Saved data entries
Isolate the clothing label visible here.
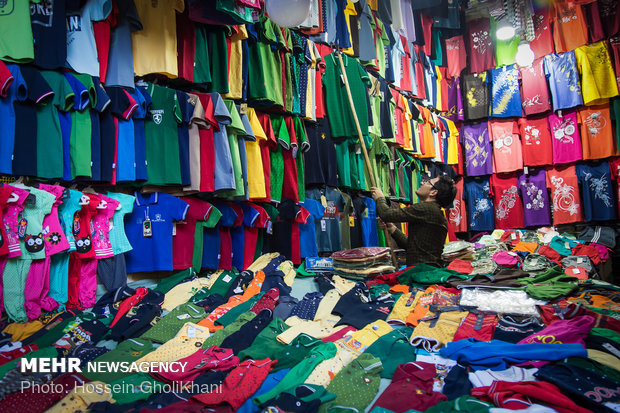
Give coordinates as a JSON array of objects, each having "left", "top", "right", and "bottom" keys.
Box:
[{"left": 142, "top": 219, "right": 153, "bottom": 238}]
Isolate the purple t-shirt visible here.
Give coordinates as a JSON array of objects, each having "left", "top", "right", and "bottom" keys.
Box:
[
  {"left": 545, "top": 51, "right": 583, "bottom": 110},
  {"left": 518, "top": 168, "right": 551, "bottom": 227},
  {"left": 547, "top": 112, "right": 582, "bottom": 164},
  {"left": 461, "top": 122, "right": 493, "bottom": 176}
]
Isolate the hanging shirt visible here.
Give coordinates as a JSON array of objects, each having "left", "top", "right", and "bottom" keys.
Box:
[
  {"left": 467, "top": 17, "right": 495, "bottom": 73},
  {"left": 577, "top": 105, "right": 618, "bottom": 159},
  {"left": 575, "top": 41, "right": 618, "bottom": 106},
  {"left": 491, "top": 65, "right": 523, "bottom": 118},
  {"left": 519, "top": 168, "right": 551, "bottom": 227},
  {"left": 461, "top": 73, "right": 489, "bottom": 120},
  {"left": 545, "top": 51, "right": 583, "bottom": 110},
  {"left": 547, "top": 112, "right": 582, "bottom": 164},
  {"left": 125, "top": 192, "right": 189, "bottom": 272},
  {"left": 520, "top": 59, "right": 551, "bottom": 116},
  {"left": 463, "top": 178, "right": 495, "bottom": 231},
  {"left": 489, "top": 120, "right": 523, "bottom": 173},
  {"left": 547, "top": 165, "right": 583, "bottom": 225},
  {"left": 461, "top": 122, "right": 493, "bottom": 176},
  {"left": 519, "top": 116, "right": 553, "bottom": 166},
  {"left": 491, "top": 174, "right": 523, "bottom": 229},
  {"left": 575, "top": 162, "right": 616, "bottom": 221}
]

- Problem -
Return every line of the listing above that contains the word "Isolate", treating uppercase and lowercase letters as different.

- The output -
Isolate the clothing label visible here.
Isolate the purple t-shirt visible here.
Isolate the hanging shirt visible here.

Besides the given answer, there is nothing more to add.